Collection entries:
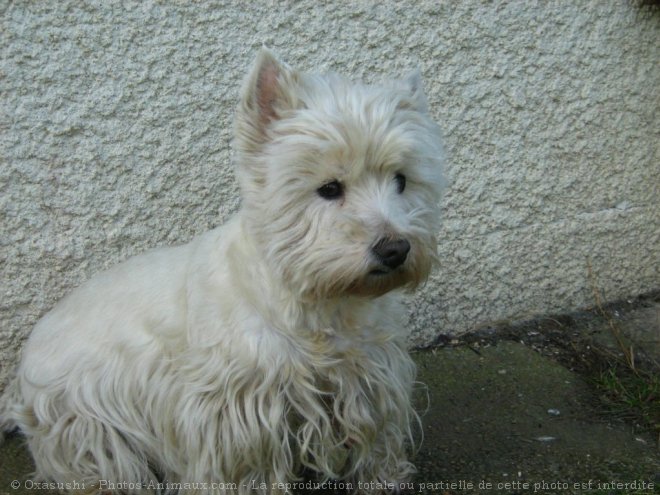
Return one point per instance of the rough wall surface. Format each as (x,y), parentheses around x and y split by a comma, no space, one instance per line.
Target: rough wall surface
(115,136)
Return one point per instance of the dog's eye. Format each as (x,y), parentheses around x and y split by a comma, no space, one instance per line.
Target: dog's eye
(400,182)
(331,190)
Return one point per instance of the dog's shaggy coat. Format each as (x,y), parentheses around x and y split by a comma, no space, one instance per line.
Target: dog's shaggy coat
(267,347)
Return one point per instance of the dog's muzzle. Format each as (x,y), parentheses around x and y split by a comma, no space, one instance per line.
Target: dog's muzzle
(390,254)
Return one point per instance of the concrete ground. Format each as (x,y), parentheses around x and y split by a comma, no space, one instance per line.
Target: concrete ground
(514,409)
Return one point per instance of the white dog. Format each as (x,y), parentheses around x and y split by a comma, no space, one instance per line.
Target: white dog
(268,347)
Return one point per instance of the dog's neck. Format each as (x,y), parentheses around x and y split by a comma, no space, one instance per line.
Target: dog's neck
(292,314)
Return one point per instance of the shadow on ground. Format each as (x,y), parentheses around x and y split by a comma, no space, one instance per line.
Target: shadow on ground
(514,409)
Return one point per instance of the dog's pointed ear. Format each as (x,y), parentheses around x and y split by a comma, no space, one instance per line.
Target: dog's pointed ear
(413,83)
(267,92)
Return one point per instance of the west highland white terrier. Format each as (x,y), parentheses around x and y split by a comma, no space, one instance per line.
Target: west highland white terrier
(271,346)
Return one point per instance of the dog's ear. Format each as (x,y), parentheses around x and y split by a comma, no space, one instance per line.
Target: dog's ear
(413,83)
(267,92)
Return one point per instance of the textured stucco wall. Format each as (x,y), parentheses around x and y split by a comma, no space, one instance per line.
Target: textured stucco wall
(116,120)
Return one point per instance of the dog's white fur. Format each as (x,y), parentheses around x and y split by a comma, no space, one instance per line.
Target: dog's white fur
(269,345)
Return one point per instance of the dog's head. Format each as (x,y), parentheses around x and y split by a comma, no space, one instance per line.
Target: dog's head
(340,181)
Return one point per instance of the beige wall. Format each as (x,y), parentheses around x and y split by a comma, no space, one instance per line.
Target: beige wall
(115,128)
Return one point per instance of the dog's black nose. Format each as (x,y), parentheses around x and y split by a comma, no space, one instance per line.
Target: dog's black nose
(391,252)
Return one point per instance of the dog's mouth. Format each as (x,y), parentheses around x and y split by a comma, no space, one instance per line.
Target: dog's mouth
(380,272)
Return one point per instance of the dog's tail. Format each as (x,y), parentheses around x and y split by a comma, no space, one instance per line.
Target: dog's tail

[EXERCISE DESCRIPTION] Copy out every one of the records above line for line, omitting the pictures.

[SOLUTION FOR THIS EXERCISE]
Return one point per instance of the rough wall surface. Format each as (x,y), parentheses around x and y split by a comma, no space, one instance per line.
Target: rough wall surface
(115,136)
Return one point per instance of the dog's eye. Format each as (x,y), parentheses around x and y split by a comma, no space, one instance per line.
Target: dog's eye
(400,182)
(331,190)
Return one point per instance of the dog's shaggy coat. Format each as (x,y), parentheses around x and y split by a comma, no space, one instance per line.
Target: dog's shaggy coat
(267,347)
Return one point per instance of the dog's muzzle. Format each as (x,y), parentheses around x and y split by a comma, no space, one instance per line.
Target: dog's muzzle
(390,254)
Return one point per instance of the concrete ground. Format each as (x,y), parentheses around x and y split by a comma, no space, one instance per line.
Target: concrete ground
(514,409)
Return one point per instance of the white dog. Format each as (x,y), parentheses around x and y split by a comma, no space, one instance per line.
Target: white dog
(268,347)
Return one point per instance of the dog's neck. Format each as (x,y), parentheses around x and y split by a comma, no space, one instance per line.
Target: dog's neck
(292,314)
Return one point per instance of the shadow on ground. Format each as (x,y), parentheses around x and y split by a comma, no space, one instance per line.
Target: shadow on ground
(514,409)
Return one point per instance of the dog's pointed ear. Format each as (x,y), parentheses around x and y split by a comma, no space, one instance per line.
Target: dog's pointed ear
(413,83)
(267,92)
Return one point per instance of the west highland white terrier. Format each as (x,y), parentheses around x and y split by a comma, no space, one instance per line.
Target: west highland white terrier
(271,346)
Return one point per instance of the dog's ear. Format each as (x,y), parentheses around x and y split by a comma, no space, one instance per line.
Target: dog's ear
(413,83)
(267,92)
Return one point per instance of the textured stucco wall. Format each as (x,y), parentheses around x and y split by a comma, no space, one instance per line.
Target: textured stucco wall
(116,120)
Return one point per instance of the dog's white fur. Format each as (x,y), parentheses around x and y split by a comma, no space, one instance per line.
Target: dog's white fur
(269,345)
Return one point per instance of the dog's head. Format each as (x,y), parentheses around x and y split by a comma, no space, one instance per line.
Target: dog's head
(340,181)
Return one point per instance of the beige wall. Format each as (x,y), parentheses around x and y split by a comma, no space, one instance per line.
Target: beige wall
(115,128)
Return one point per instance of the dog's black nose. Format each as (x,y), parentheses around x and y split by a comma, no space, one instance per line.
Target: dog's black nose
(391,252)
Return one point per instance of the dog's mouth. Format each as (x,y), parentheses around x and y split by a comma, no space, one instance per line.
Target: dog's mouth
(380,272)
Return one point per instance of the dog's tail. Format each as (x,y), parentheses around x and y split by a comma, no space, one instance per line.
Target: dog's tail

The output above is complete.